# REQUIREMENT
Can you format the data below as a Markdown table with the columns "Row" and "Line", putting each non-blank line in its own numbered row and leaving out the pictures?

>> START GIVEN DATA

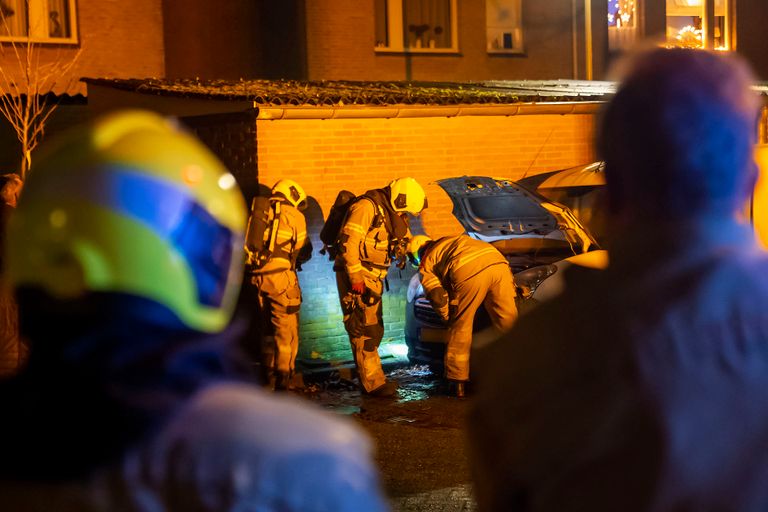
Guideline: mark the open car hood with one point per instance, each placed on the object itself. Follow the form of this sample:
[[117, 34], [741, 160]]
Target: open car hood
[[512, 217]]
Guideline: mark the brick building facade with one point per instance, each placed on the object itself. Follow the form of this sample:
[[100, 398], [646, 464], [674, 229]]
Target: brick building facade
[[328, 144]]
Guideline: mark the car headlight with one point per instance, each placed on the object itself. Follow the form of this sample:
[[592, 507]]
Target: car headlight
[[415, 290], [528, 280]]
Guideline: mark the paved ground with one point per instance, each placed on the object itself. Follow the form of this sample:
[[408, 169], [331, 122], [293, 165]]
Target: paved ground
[[419, 436]]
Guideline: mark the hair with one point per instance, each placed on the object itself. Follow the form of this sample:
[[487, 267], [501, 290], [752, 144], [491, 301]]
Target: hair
[[678, 136], [10, 188]]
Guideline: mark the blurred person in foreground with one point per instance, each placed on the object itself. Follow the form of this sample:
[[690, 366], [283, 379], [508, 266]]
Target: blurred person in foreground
[[12, 350], [126, 254], [645, 386]]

>> END GIVEN DATA

# OUTPUT FOR THIS TASK
| Row | Line |
|---|---|
| 1 | Guideline: mark the open car hood with one point per instance, each placed on the object itself. Follow the form of this sample: |
| 2 | [[117, 34], [741, 160]] |
| 3 | Target: open car hood |
| 4 | [[512, 217]] |
| 5 | Guideline: mark the brick building facade with one point per instance, each placed on the object itself. Follow the form of this sample: |
| 6 | [[100, 398], [646, 464], [674, 229]] |
| 7 | Target: brick building facade |
| 8 | [[328, 144]] |
| 9 | Guideline: mark the car headlight with one point per instance, each placed on the object itself. Follow the form of this sample: |
| 10 | [[592, 507]] |
| 11 | Target: car headlight |
| 12 | [[415, 290], [528, 280]] |
| 13 | Guideline: mark the paved ground with one point per instance, each placed on the object itself. Follow the form of this sample: |
| 14 | [[408, 169], [331, 122], [293, 165]] |
| 15 | Target: paved ground |
| 16 | [[419, 436]] |
| 17 | Guideline: mark the hair with one point per instance, each placed on the object itself. Follow the form of this sample: |
| 18 | [[487, 267], [501, 290], [752, 144], [491, 301]] |
| 19 | Target: hair |
| 20 | [[678, 136], [10, 188]] |
| 21 | Guideline: mark the blurred person in foreground with one point per instance, each placed on the object itself. Follow the form of this sample: |
| 22 | [[690, 366], [283, 379], [508, 266]] |
| 23 | Target: blurred person in foreground |
| 24 | [[12, 350], [126, 254], [645, 386]] |